▶ **Détails de l'exercice**: Reprenez mot pour mot le passage de l'extrait sur la vie politique au Burkina Faso en 1996, en partant de « Son premier gouvernement, formé » et en allant jusqu'à « constitutionnel et institutionnel. ».

▶ **Extrait à lire**:
L’année 1996 avait débuté, au Burkina Faso, avec la recomposition des forces politiques qui soutenaient l’action du président Blaise Compaoré au sein du Congrès pour la démocratie et le progrès (CDP). Le CDP résultait de l’absorption par l’ODP-MT, le parti présidentiel, de huit groupuscules politiques plutôt gauchisants appartenant à la majorité présidentielle.

Du même coup, avec 87 députés sur un total de 107, cette nouvelle formation marginalisait l’opposition.

A
la veille de cette opération un nouveau Premier ministre a été nommé ; il s’agit de Kadré Désiré Ouédraogo. Il débarque à Ouagadougou le 6 février 1996 ; il arrive de Dakar où il occupait le poste de vice-gouverneur de la Banque centrale des Etats d’Afrique de l’Guest (BCEAG). Le premier Premier ministre de la IV ème République (Youssouf Ouédraogo) était un authentique politique ayant une excellente formation d’économiste ; le deuxième (Roch Marc Christian Kaboré) était plus un gestionnaire des politiques publiques qu’un homme politique (ce qui n’empêchait pas qu’il ait été vice-président de l’ODP-MT) ; le troisième (Kadré Désiré Ouédraogo) est, essentiellement, un économiste.

Son premier gouvernement, formé le 9 février 1996, est d’ailleurs une reconduction du précédent cabinet à trois exceptions (mineures) près : Emploi, Travail et Sécurité sociale ; Agriculture et Ressources animales ; Transport et Tourisme.

La nomination au poste de Premier ministre d’un homme tel que Kadré Désiré Ouédraogo, un homme neuf sur la scène politique burkinabè, éloigné des luttes politico-militaires de la
"révolution" et de la "rectification ", exprime la perception que Compaoré a de l’évolution des choses : la situation du Burkina Faso est, cette fois, totalement normalisée ; le jeu politique s’exprime exclusivement dans le cadre constitutionnel et institutionnel.

Cette normalisation de la vie politique permet dès lors de donner la priorité à l’action économique. Economique et diplomatique car Compaoré se prépare à une échéance majeure : l’organisation à Ouagadougou du Sommet France-Afrique dont le thème ("gouvernance et développement") "est au coeur de nos préoccupations, le débat sur l’organisation de nos Etats, sur la manière d’obtenir de meilleurs résultats, sur la bonne gestion du secteur public, sur l’encadrement des activités privées [étant] central", soulignera Compaoré dans un entretien accordé à Jeune Afrique (20-26 novembre 1996) à quelques jours de l’ouverture du Sommet.

Au printemps 1996, dans la perspective de la préparation de ce Sommet (et à la veille de la tenue, à Lyon, du G7 consacré aux politiques de développement), Compaoré est venu en visite à Paris. C’est aussi l’occasion pour lui de publier un papier dans Le Journal du Dimanche (30 juin 1996). Le JDD a, déjà, la qualité éditoriale qu’on lui connaît aujourd’hui mais pas encore la notoriété qui est désormais la sienne (et qui a obligé, depuis, les groupes de presse français à "sortir" le dimanche).

▶ **Liste du matériel**:
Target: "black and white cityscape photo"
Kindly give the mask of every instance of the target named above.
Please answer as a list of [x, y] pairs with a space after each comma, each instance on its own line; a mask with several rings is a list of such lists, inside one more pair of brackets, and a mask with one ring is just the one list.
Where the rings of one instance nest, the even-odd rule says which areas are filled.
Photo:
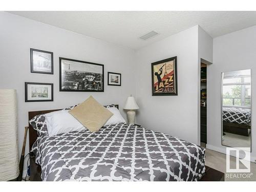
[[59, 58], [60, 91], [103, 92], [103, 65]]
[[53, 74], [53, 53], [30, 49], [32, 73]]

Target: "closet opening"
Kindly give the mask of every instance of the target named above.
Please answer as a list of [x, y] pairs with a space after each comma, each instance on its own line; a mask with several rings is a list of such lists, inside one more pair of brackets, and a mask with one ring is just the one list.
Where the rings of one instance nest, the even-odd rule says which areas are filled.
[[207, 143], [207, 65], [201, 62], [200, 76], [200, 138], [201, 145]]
...
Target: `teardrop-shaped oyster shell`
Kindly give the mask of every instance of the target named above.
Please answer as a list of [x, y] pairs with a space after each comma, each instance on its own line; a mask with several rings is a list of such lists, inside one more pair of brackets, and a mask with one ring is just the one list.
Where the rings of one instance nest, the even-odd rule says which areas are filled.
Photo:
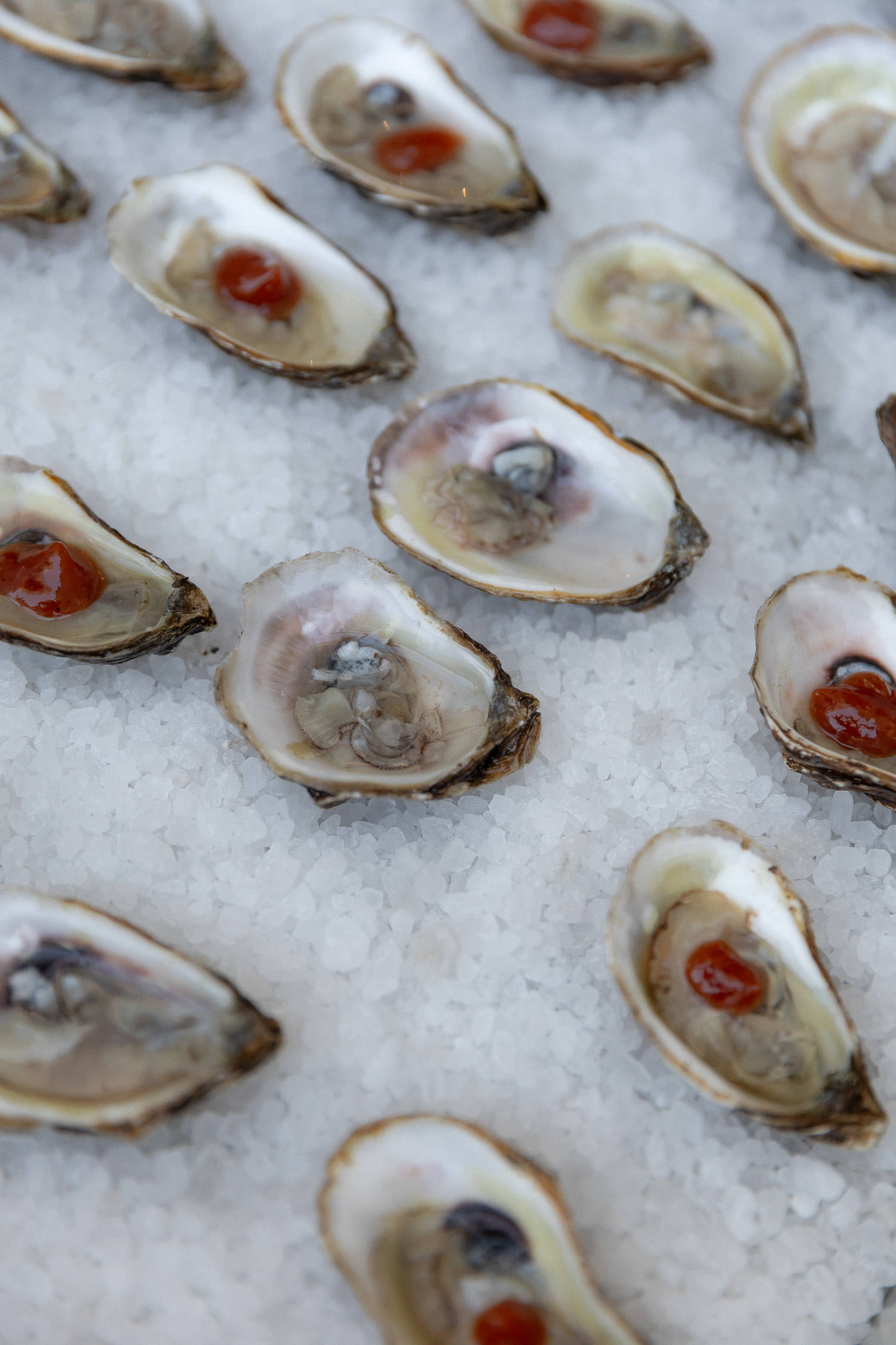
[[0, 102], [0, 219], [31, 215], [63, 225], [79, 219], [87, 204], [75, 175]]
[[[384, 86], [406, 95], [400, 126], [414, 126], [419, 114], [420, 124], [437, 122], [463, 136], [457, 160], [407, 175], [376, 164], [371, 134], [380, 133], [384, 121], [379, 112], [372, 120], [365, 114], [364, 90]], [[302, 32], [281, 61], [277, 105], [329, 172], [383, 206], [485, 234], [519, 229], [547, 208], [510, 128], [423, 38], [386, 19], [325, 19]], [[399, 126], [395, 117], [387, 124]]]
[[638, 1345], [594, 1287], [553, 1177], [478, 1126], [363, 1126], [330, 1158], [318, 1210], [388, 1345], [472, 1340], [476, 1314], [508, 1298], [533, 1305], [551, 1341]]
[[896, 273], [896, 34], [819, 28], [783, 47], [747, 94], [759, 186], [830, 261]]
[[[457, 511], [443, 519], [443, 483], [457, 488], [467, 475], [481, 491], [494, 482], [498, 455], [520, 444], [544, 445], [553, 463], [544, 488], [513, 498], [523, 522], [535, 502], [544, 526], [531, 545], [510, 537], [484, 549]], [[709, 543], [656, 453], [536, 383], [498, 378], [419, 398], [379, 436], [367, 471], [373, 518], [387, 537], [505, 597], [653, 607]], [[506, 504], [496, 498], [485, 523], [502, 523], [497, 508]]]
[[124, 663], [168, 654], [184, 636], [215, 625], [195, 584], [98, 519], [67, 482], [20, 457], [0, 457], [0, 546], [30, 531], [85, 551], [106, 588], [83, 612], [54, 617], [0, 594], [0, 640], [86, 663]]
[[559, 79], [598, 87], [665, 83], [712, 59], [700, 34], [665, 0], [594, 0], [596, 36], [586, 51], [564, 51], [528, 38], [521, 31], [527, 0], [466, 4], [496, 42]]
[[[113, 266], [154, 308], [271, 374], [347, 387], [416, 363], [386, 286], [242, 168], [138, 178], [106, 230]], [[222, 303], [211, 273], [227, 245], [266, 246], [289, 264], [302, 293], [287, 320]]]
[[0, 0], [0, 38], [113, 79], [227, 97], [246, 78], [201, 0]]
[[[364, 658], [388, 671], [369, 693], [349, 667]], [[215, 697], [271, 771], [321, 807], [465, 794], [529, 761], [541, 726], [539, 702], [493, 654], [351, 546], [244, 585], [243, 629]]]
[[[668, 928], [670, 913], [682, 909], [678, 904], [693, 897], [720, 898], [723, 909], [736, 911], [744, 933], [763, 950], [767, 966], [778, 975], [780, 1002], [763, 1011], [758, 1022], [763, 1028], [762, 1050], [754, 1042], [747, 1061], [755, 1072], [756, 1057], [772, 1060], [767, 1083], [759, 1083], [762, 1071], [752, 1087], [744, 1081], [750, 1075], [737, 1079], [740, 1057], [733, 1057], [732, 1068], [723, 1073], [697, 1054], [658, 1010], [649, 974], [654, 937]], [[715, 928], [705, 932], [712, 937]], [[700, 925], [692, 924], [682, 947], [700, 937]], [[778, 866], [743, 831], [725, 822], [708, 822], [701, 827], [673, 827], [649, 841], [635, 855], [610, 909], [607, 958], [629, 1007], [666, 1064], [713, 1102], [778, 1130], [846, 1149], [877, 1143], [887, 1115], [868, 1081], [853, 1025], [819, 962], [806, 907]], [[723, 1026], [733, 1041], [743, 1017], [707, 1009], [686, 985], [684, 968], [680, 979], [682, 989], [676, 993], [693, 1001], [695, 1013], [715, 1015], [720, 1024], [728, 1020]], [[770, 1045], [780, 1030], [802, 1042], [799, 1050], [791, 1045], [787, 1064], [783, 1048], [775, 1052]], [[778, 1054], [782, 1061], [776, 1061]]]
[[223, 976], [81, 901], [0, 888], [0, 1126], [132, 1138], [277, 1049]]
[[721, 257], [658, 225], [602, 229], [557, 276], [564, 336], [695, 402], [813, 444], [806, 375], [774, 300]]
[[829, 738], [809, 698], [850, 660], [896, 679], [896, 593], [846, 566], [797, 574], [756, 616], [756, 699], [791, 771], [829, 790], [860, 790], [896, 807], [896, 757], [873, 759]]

▶ **Réponse finale**:
Son premier gouvernement, formé le 9 février 1996, est d’ailleurs une reconduction du précédent cabinet à trois exceptions (mineures) près : Emploi, Travail et Sécurité sociale ; Agriculture et Ressources animales ; Transport et Tourisme.

La nomination au poste de Premier ministre d’un homme tel que Kadré Désiré Ouédraogo, un homme neuf sur la scène politique burkinabè, éloigné des luttes politico-militaires de la
"révolution" et de la "rectification ", exprime la perception que Compaoré a de l’évolution des choses : la situation du Burkina Faso est, cette fois, totalement normalisée ; le jeu politique s’exprime exclusivement dans le cadre constitutionnel et institutionnel.